[Extracted entries]
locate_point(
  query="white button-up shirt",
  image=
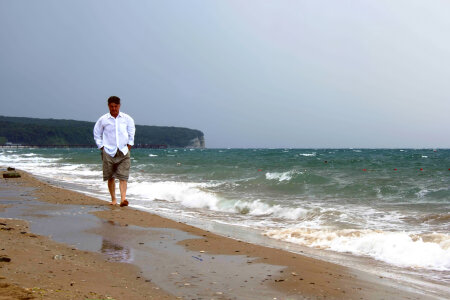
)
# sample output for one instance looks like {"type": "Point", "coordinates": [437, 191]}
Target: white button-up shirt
{"type": "Point", "coordinates": [114, 133]}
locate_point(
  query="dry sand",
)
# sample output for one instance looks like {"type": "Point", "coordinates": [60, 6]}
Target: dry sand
{"type": "Point", "coordinates": [45, 269]}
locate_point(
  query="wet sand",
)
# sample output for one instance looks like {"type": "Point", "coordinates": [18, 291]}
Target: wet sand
{"type": "Point", "coordinates": [67, 245]}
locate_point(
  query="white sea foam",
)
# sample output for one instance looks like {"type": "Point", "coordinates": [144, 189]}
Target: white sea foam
{"type": "Point", "coordinates": [282, 176]}
{"type": "Point", "coordinates": [308, 154]}
{"type": "Point", "coordinates": [188, 194]}
{"type": "Point", "coordinates": [259, 208]}
{"type": "Point", "coordinates": [403, 249]}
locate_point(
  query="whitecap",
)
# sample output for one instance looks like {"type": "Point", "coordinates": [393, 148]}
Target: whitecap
{"type": "Point", "coordinates": [397, 248]}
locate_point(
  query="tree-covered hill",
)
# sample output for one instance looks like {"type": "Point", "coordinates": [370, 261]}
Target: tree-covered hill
{"type": "Point", "coordinates": [32, 131]}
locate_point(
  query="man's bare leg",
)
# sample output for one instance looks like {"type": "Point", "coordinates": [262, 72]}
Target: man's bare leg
{"type": "Point", "coordinates": [112, 190]}
{"type": "Point", "coordinates": [123, 190]}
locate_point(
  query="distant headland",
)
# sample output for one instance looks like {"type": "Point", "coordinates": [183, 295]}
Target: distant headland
{"type": "Point", "coordinates": [46, 132]}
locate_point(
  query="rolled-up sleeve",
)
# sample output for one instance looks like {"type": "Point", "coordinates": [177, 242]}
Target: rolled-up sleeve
{"type": "Point", "coordinates": [98, 133]}
{"type": "Point", "coordinates": [131, 128]}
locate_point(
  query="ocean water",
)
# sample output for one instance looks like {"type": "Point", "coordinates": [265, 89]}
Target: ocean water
{"type": "Point", "coordinates": [386, 205]}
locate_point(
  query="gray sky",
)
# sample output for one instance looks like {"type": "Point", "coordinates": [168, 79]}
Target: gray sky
{"type": "Point", "coordinates": [247, 73]}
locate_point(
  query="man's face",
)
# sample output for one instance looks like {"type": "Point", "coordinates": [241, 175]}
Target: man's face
{"type": "Point", "coordinates": [114, 109]}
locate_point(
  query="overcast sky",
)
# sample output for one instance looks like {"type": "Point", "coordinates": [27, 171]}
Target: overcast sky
{"type": "Point", "coordinates": [247, 73]}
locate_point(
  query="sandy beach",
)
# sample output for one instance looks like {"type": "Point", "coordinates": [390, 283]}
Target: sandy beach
{"type": "Point", "coordinates": [61, 244]}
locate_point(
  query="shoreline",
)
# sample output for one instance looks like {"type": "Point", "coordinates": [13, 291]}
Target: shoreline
{"type": "Point", "coordinates": [291, 276]}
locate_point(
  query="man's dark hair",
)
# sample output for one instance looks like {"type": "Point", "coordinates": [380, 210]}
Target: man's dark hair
{"type": "Point", "coordinates": [114, 99]}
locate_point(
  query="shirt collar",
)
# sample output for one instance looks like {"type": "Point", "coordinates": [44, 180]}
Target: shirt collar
{"type": "Point", "coordinates": [119, 115]}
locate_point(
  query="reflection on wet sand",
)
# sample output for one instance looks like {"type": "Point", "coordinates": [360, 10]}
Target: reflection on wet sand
{"type": "Point", "coordinates": [115, 252]}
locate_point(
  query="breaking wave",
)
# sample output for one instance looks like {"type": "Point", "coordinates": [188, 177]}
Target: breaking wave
{"type": "Point", "coordinates": [428, 251]}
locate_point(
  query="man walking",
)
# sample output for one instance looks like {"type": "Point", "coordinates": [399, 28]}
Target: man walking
{"type": "Point", "coordinates": [114, 136]}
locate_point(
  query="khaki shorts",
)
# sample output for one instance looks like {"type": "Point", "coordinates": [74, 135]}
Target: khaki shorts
{"type": "Point", "coordinates": [116, 167]}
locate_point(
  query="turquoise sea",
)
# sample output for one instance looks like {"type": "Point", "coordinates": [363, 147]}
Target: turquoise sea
{"type": "Point", "coordinates": [388, 206]}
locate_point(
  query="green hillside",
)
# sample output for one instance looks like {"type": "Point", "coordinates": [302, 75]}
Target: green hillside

[Work required] Transcribe all of the material exactly, leaving out whatever pictures it contains.

[Answer in full]
locate_point(
  query="white button-up shirt",
  image=
)
# sample output for one instance looks like {"type": "Point", "coordinates": [437, 191]}
Target: white button-up shirt
{"type": "Point", "coordinates": [114, 133]}
locate_point(
  query="dry sand",
)
# sample output for one instance looks like {"type": "Point", "coordinates": [60, 6]}
Target: dry sand
{"type": "Point", "coordinates": [45, 269]}
locate_point(
  query="wet sand",
)
# sample output for one instance looks like {"type": "Point", "coordinates": [18, 291]}
Target: wet sand
{"type": "Point", "coordinates": [67, 245]}
locate_point(
  query="white sea foam",
)
# sample output for one instance looks like {"type": "Point", "coordinates": [144, 189]}
Target: white sea foam
{"type": "Point", "coordinates": [282, 176]}
{"type": "Point", "coordinates": [308, 154]}
{"type": "Point", "coordinates": [188, 194]}
{"type": "Point", "coordinates": [259, 208]}
{"type": "Point", "coordinates": [403, 249]}
locate_point(
  query="whitecap",
)
# sample output for one instance looks like {"type": "Point", "coordinates": [393, 148]}
Target: whitecap
{"type": "Point", "coordinates": [397, 248]}
locate_point(
  query="tree-covered hill",
)
# sample output for one instance looks like {"type": "Point", "coordinates": [370, 261]}
Target: tree-covered hill
{"type": "Point", "coordinates": [32, 131]}
locate_point(
  query="man's bare leg",
)
# sample output for one instance looks like {"type": "Point", "coordinates": [262, 72]}
Target: man's bare leg
{"type": "Point", "coordinates": [112, 190]}
{"type": "Point", "coordinates": [123, 190]}
locate_point(
  query="distant headland",
)
# sample output for one instance looks like {"type": "Point", "coordinates": [183, 295]}
Target: distant headland
{"type": "Point", "coordinates": [46, 132]}
locate_point(
  query="rolled-up sleeve",
)
# sample output for one instance looks like {"type": "Point", "coordinates": [177, 242]}
Target: rolled-up sleeve
{"type": "Point", "coordinates": [98, 133]}
{"type": "Point", "coordinates": [131, 128]}
locate_point(
  query="ocean water",
)
# sample output for one instance looks like {"type": "Point", "coordinates": [265, 89]}
Target: ocean water
{"type": "Point", "coordinates": [386, 205]}
locate_point(
  query="gray sky",
)
# sample output for one instance looks like {"type": "Point", "coordinates": [168, 79]}
Target: gray sky
{"type": "Point", "coordinates": [247, 73]}
locate_point(
  query="man's face",
)
# sample output for one instance looks like {"type": "Point", "coordinates": [241, 175]}
Target: man's face
{"type": "Point", "coordinates": [114, 109]}
locate_point(
  query="overcast sky",
)
# sample output for one instance looks like {"type": "Point", "coordinates": [27, 171]}
Target: overcast sky
{"type": "Point", "coordinates": [247, 73]}
locate_point(
  query="sandy beach",
)
# sample output for one instance looks like {"type": "Point", "coordinates": [390, 283]}
Target: sandy beach
{"type": "Point", "coordinates": [61, 244]}
locate_point(
  query="shoreline",
)
# sample output for one instance looks like {"type": "Point", "coordinates": [13, 291]}
Target: shoreline
{"type": "Point", "coordinates": [291, 276]}
locate_point(
  query="man's dark hair",
)
# sample output for one instance looks like {"type": "Point", "coordinates": [380, 210]}
Target: man's dark hair
{"type": "Point", "coordinates": [114, 99]}
locate_point(
  query="shirt collar",
)
# sample output for one instance looks like {"type": "Point", "coordinates": [44, 180]}
Target: shirt collar
{"type": "Point", "coordinates": [119, 115]}
locate_point(
  query="reflection on wet sand",
)
# sample output for one instance looks like {"type": "Point", "coordinates": [360, 10]}
Target: reflection on wet sand
{"type": "Point", "coordinates": [115, 252]}
locate_point(
  query="breaking wave",
)
# sample output for one instance looks like {"type": "Point", "coordinates": [188, 177]}
Target: breaking wave
{"type": "Point", "coordinates": [428, 251]}
locate_point(
  query="man walking",
)
# sample output for one instance looks like {"type": "Point", "coordinates": [399, 28]}
Target: man walking
{"type": "Point", "coordinates": [114, 136]}
locate_point(
  query="khaki shorts",
)
# sample output for one instance looks like {"type": "Point", "coordinates": [74, 135]}
Target: khaki shorts
{"type": "Point", "coordinates": [116, 167]}
locate_point(
  query="turquoise sea",
)
# sample output for one instance looks like {"type": "Point", "coordinates": [363, 147]}
Target: turquoise sea
{"type": "Point", "coordinates": [388, 206]}
locate_point(
  query="green hillside",
)
# sample output for one instance looks like {"type": "Point", "coordinates": [302, 75]}
Target: green hillside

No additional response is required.